** Excerpted text **
+ + + + + + +
# idk if this goes under this topic but what does it feel like 2 fall from a tall horse



## tinyliny (Oct 31, 2009)

I am wondering the same thing! Of course, I know what it feels to fall off a horse. and my recent falls were off of a 16 hh horse. But I am now riding a 17hh and almost came off the other day when while cantering on the trail, he dodged solidly left and I almost came off his right shoulder. I didn't like that feeling, becuase the ground is really hard there. were it the arena, I can deal with that.

But, will I quite riding? quit cantering? nah. but I will be careful.

I think the fall off a big horse is pretty much like a medium one; quick and breathtaking!


----------



## GreyRay (Jun 15, 2010)

It hurts a little. Depending on how you fall and what you hit determines how much it hurts. But I can tell you this, hitting the ground hurts WAY less when the horse isn't on top of you. I got to experience that scenario back in December...
_Posted via Mobile Device_


----------



## Tennessee (Dec 7, 2008)
+ + + + + + +
** Given task 1 **
Answer from the forum thread on falling from a tall horse:
(a) How tall is the horse tinyliny is now riding?
(b) Where does tinyliny say a fall would be manageable?
(c) In what month did GreyRay experience a fall with the horse on top?
The forum thread and the records after it come from different sources.
+ + + + + + +
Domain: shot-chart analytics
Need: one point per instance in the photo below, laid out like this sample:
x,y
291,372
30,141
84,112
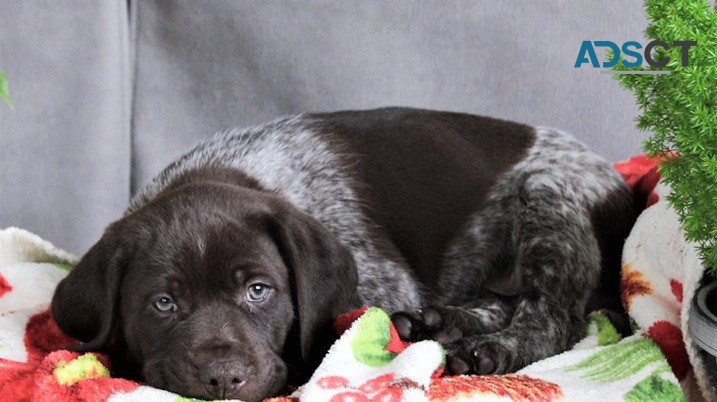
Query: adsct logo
x,y
632,55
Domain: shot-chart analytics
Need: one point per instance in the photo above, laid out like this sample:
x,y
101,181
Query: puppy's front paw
x,y
473,355
432,323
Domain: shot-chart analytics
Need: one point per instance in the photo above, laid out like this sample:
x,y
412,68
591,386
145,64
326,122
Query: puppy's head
x,y
201,291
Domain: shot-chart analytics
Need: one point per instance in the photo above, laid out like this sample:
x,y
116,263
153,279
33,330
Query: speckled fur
x,y
535,234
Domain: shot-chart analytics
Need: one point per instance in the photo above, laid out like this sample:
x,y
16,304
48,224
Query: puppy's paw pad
x,y
485,359
418,324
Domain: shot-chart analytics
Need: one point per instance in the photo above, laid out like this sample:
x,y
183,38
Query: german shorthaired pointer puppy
x,y
224,275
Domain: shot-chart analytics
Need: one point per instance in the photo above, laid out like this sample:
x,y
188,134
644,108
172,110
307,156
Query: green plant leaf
x,y
679,110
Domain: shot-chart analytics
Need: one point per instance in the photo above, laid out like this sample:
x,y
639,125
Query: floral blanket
x,y
369,362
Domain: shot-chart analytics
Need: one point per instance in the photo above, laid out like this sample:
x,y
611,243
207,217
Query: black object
x,y
703,318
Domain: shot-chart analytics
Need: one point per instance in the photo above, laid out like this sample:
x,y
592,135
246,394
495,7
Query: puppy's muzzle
x,y
223,378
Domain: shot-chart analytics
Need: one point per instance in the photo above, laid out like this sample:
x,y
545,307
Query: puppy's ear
x,y
85,302
322,271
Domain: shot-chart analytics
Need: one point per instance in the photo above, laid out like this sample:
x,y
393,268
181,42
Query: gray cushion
x,y
204,66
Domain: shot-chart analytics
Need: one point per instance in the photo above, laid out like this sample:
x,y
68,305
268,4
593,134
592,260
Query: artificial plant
x,y
679,109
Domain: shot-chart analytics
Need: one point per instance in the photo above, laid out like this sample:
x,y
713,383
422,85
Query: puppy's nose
x,y
222,379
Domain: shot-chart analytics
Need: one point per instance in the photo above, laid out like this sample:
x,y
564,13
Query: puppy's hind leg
x,y
557,258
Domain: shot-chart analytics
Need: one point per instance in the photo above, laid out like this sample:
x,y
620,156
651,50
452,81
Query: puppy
x,y
224,275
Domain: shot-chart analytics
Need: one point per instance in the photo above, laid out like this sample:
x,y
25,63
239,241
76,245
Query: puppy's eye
x,y
165,304
257,292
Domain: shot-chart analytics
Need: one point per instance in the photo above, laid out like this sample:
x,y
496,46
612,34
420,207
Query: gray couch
x,y
106,93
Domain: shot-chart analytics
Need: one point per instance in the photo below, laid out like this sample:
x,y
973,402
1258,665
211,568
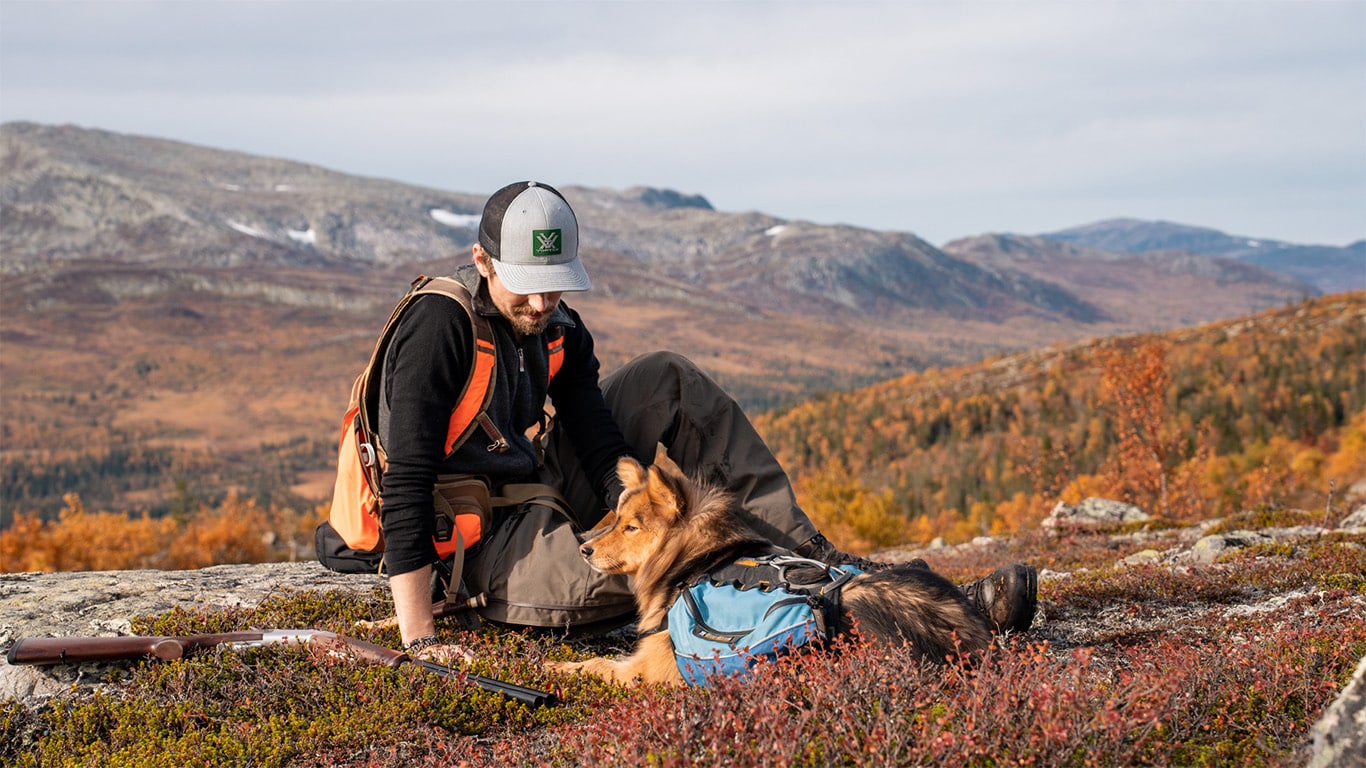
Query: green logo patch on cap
x,y
547,242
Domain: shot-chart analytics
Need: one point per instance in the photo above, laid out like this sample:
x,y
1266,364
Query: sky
x,y
945,119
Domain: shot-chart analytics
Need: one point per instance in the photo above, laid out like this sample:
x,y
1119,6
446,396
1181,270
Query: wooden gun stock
x,y
75,649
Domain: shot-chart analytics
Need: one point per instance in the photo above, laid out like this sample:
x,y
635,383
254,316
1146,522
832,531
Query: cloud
x,y
940,118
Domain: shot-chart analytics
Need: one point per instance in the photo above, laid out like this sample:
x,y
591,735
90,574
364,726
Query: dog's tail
x,y
915,606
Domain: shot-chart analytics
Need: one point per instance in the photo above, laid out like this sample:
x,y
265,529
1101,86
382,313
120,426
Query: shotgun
x,y
74,649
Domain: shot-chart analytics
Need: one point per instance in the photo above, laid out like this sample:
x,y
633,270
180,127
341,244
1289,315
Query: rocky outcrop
x,y
1340,735
103,603
1094,513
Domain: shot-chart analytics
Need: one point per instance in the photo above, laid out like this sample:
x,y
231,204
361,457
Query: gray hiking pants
x,y
530,567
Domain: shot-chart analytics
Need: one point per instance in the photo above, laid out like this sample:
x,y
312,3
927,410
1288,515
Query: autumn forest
x,y
1253,413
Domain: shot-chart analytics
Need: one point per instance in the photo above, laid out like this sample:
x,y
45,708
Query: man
x,y
527,565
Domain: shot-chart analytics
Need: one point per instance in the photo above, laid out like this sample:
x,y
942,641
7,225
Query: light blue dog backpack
x,y
728,618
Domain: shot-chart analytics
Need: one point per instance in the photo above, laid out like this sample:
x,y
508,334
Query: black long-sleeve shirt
x,y
425,371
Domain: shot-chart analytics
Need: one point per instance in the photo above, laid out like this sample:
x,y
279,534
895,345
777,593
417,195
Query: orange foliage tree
x,y
78,540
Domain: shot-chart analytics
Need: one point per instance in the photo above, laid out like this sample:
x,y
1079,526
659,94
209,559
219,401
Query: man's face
x,y
529,314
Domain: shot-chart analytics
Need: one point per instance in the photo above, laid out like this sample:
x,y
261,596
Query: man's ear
x,y
630,472
477,250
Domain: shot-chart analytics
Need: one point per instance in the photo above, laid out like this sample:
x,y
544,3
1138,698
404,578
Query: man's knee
x,y
660,364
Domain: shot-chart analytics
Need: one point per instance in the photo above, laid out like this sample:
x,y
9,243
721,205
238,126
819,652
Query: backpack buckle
x,y
366,451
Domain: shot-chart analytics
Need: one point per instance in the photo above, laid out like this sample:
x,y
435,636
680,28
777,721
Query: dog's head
x,y
653,503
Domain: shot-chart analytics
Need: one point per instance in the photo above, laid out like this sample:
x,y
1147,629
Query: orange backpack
x,y
361,461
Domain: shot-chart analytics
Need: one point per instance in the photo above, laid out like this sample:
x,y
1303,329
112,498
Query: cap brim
x,y
544,278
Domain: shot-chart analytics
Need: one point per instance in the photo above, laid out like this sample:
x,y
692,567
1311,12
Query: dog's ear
x,y
630,472
663,461
667,492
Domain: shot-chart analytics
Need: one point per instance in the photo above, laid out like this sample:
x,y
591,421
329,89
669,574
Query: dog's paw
x,y
564,667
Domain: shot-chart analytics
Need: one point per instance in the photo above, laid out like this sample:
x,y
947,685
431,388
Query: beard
x,y
526,321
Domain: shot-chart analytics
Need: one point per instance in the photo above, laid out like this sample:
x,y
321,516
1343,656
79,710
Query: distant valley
x,y
176,320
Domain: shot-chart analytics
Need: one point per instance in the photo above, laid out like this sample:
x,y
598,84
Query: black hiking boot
x,y
1007,597
820,548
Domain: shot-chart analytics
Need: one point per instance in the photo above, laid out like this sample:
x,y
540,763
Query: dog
x,y
667,529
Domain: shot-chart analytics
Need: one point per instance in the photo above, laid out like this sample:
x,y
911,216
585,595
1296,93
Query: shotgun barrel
x,y
77,649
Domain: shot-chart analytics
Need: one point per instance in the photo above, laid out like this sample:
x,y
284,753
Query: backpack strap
x,y
477,392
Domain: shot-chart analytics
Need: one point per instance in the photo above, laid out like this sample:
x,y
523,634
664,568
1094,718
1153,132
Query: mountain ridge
x,y
216,305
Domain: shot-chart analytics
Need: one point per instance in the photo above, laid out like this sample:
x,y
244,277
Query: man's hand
x,y
445,655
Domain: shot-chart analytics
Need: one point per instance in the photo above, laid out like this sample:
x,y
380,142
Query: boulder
x,y
1340,734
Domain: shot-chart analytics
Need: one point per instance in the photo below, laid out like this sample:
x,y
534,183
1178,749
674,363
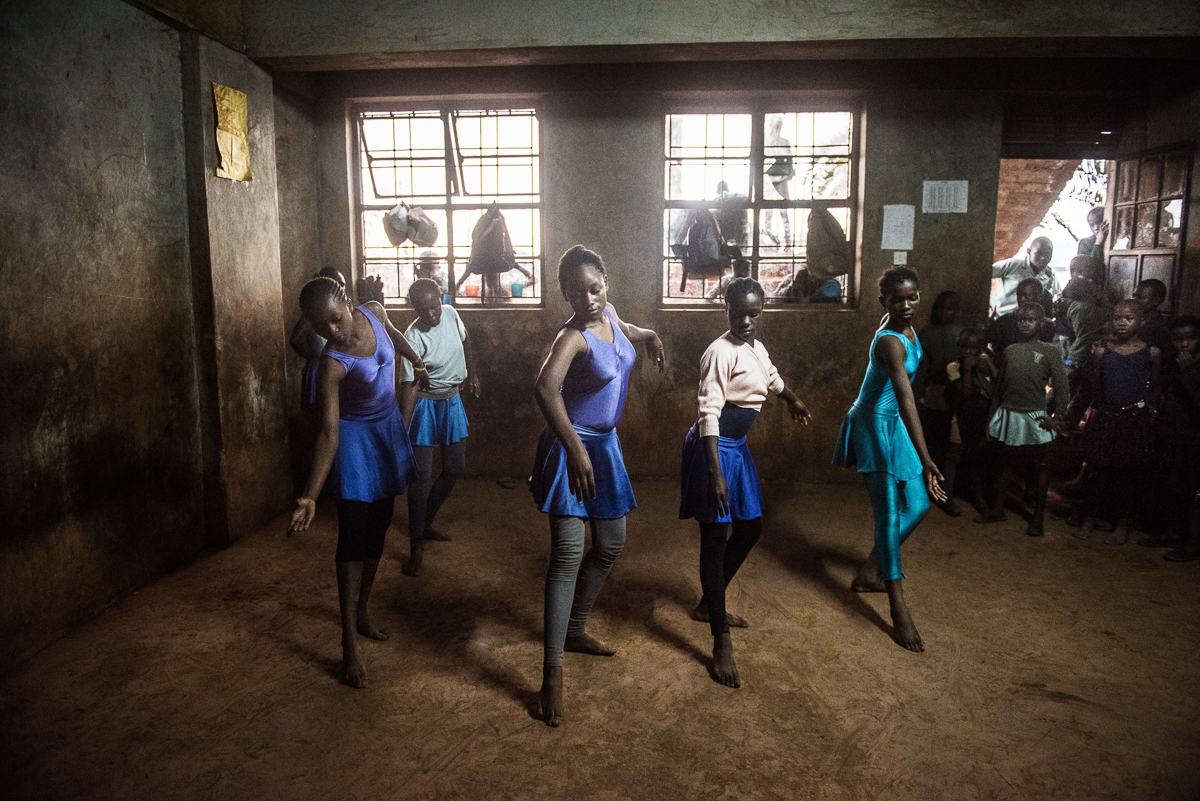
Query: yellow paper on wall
x,y
233,133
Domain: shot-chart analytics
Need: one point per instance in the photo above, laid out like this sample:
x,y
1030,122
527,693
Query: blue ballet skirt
x,y
551,486
876,440
438,422
741,480
1019,427
375,458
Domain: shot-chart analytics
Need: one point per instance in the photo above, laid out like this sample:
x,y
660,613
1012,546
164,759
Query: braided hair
x,y
424,287
574,260
743,288
897,276
322,289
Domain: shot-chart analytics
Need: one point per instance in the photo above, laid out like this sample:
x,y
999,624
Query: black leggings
x,y
719,562
361,528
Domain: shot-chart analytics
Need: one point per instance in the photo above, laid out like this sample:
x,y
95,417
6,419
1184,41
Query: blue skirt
x,y
1019,427
438,422
551,486
876,441
375,458
741,479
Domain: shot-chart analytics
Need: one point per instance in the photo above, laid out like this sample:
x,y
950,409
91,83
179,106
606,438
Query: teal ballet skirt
x,y
873,438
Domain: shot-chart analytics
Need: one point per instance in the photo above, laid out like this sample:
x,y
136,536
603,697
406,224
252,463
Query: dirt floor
x,y
1055,668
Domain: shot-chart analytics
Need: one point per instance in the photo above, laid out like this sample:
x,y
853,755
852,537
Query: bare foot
x,y
867,585
868,579
415,556
550,698
725,670
1085,529
586,643
353,673
731,620
904,631
367,628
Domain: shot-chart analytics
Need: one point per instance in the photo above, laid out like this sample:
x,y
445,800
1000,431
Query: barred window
x,y
453,163
765,178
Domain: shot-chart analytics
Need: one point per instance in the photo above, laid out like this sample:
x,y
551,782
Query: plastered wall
x,y
603,173
142,351
100,433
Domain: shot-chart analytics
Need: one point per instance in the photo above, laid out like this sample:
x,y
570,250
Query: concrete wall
x,y
603,186
235,263
100,433
293,30
142,355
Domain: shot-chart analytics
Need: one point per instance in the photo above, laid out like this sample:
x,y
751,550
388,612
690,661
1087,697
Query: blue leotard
x,y
873,438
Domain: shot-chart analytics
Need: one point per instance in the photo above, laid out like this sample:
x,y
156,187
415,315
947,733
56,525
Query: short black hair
x,y
743,288
424,287
575,259
1032,307
897,276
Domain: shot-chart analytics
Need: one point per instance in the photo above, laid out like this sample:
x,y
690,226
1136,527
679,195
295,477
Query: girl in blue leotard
x,y
579,474
363,441
881,435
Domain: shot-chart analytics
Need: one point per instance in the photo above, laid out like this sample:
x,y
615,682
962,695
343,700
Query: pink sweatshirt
x,y
735,372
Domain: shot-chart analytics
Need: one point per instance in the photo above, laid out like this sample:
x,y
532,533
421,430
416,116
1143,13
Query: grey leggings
x,y
574,580
425,495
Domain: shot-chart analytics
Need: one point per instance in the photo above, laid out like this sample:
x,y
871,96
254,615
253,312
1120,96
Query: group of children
x,y
1122,392
376,441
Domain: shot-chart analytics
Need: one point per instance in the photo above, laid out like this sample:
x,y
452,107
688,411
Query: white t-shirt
x,y
441,349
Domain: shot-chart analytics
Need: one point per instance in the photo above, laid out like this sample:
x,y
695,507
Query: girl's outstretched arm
x,y
892,353
468,354
329,375
401,344
568,344
654,349
796,407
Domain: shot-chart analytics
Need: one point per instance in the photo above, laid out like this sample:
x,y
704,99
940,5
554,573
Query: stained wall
x,y
100,433
142,351
603,186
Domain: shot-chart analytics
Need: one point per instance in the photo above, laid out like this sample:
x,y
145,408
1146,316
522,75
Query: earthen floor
x,y
1055,668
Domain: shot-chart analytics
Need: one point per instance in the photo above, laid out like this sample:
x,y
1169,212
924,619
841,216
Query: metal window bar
x,y
455,161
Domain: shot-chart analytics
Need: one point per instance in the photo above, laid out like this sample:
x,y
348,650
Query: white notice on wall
x,y
898,227
945,198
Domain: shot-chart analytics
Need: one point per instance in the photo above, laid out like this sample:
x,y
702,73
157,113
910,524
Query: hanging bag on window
x,y
421,228
828,252
395,224
491,250
702,253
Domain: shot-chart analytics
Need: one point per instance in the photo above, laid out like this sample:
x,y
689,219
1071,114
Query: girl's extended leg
x,y
418,505
361,531
719,562
607,541
454,461
1037,476
899,507
726,555
565,555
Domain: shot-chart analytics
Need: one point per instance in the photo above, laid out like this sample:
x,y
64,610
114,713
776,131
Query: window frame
x,y
759,106
454,263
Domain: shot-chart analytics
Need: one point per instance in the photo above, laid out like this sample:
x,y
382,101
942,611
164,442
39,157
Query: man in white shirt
x,y
1036,264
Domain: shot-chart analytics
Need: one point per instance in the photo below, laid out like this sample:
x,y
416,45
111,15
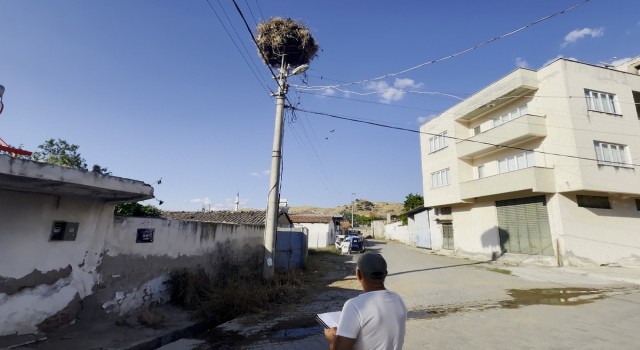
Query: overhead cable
x,y
445,136
474,47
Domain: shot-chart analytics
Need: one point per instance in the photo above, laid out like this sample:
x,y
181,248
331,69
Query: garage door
x,y
447,236
523,225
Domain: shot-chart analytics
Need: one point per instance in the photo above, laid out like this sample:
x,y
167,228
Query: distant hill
x,y
361,207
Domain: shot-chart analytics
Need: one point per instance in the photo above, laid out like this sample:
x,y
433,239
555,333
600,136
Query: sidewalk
x,y
422,278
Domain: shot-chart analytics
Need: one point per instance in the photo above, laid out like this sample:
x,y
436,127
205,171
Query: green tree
x,y
136,209
411,201
60,152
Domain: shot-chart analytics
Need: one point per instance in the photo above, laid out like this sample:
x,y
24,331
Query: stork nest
x,y
284,36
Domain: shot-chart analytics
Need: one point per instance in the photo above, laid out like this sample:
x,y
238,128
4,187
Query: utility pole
x,y
273,205
352,201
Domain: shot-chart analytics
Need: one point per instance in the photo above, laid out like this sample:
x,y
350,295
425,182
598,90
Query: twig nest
x,y
284,36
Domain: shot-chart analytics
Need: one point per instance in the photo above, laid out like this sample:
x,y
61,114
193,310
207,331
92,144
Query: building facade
x,y
540,165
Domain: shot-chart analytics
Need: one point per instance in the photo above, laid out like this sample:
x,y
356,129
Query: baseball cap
x,y
372,266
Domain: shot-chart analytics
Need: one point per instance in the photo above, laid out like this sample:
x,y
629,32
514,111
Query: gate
x,y
423,234
291,249
447,236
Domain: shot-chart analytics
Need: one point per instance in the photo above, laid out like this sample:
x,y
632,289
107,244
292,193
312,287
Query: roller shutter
x,y
523,225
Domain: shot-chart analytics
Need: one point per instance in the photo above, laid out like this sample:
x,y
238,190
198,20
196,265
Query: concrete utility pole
x,y
273,206
352,201
274,183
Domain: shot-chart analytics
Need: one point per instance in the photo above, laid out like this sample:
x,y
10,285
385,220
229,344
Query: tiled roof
x,y
311,219
252,217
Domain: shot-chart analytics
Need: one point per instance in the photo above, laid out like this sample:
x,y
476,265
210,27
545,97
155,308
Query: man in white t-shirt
x,y
373,320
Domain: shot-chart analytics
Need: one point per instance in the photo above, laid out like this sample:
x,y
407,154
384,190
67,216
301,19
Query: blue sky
x,y
157,89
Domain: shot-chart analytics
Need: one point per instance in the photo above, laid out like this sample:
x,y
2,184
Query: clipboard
x,y
329,319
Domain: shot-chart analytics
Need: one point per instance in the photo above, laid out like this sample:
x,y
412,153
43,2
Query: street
+ + + + + + +
** Given task 2 **
Extract every line of the records that contains the string "floor". Case counts.

** Full answer 1 **
(a) 17hh
(b) The arena
(c) December

** Full answer 2 **
Query: dirt floor
Query: earthen floor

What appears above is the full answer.